>>

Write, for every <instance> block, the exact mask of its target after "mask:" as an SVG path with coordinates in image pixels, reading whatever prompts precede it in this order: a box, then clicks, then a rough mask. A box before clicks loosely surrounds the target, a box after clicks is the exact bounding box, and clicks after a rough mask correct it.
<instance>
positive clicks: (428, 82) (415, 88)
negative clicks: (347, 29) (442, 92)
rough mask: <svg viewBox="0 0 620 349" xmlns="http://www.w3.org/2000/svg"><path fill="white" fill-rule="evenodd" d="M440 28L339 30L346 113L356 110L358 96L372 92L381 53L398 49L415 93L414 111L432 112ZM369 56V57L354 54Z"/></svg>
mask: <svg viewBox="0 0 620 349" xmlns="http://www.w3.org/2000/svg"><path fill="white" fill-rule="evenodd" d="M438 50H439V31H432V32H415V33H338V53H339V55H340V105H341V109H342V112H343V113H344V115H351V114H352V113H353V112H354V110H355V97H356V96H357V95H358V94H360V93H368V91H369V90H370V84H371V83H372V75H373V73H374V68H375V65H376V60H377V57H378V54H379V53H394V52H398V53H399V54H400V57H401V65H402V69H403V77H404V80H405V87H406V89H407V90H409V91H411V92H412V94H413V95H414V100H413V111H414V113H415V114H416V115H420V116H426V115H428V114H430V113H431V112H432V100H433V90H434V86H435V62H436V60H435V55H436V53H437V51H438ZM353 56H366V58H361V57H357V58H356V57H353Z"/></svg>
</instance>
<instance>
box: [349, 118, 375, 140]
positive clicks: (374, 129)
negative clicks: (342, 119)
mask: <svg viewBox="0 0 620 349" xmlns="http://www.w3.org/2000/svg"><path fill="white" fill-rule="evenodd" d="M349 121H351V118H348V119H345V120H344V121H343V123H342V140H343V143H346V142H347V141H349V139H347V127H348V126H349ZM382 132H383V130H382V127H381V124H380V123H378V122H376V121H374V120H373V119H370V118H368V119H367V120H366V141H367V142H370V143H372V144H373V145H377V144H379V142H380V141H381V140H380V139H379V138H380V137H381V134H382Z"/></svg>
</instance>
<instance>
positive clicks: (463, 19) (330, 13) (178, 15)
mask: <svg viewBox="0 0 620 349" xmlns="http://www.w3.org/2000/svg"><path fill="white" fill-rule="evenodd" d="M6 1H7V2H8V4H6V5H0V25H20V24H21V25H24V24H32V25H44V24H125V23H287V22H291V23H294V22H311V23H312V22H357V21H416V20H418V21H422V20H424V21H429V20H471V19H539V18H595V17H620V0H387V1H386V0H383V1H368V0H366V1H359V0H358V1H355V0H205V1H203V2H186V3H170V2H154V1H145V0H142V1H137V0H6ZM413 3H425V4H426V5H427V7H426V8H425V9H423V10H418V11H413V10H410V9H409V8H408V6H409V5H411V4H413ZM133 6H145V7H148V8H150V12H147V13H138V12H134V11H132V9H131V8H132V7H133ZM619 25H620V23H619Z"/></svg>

<<

— Request —
Please edit the records from their start through the line containing "rough mask: <svg" so that "negative clicks" becomes "background clicks" and nothing else changes. Give back only those lines.

— Task result —
Write, for every <instance> block, the exact mask of its target after "mask:" as an SVG path with coordinates in image pixels, reading whatever prompts precede it in this order: a box, then clicks, then a rough mask. A box before clicks loosely surrounds the target, a box after clicks is the exact bounding box, and clicks after a rough mask correct it.
<instance>
positive clicks: (428, 82) (415, 88)
background clicks: (347, 29) (442, 92)
rough mask: <svg viewBox="0 0 620 349" xmlns="http://www.w3.org/2000/svg"><path fill="white" fill-rule="evenodd" d="M440 28L339 30L346 113L356 110L358 96L372 92L381 53L398 49L415 93L414 111L432 112ZM369 56V57L354 54Z"/></svg>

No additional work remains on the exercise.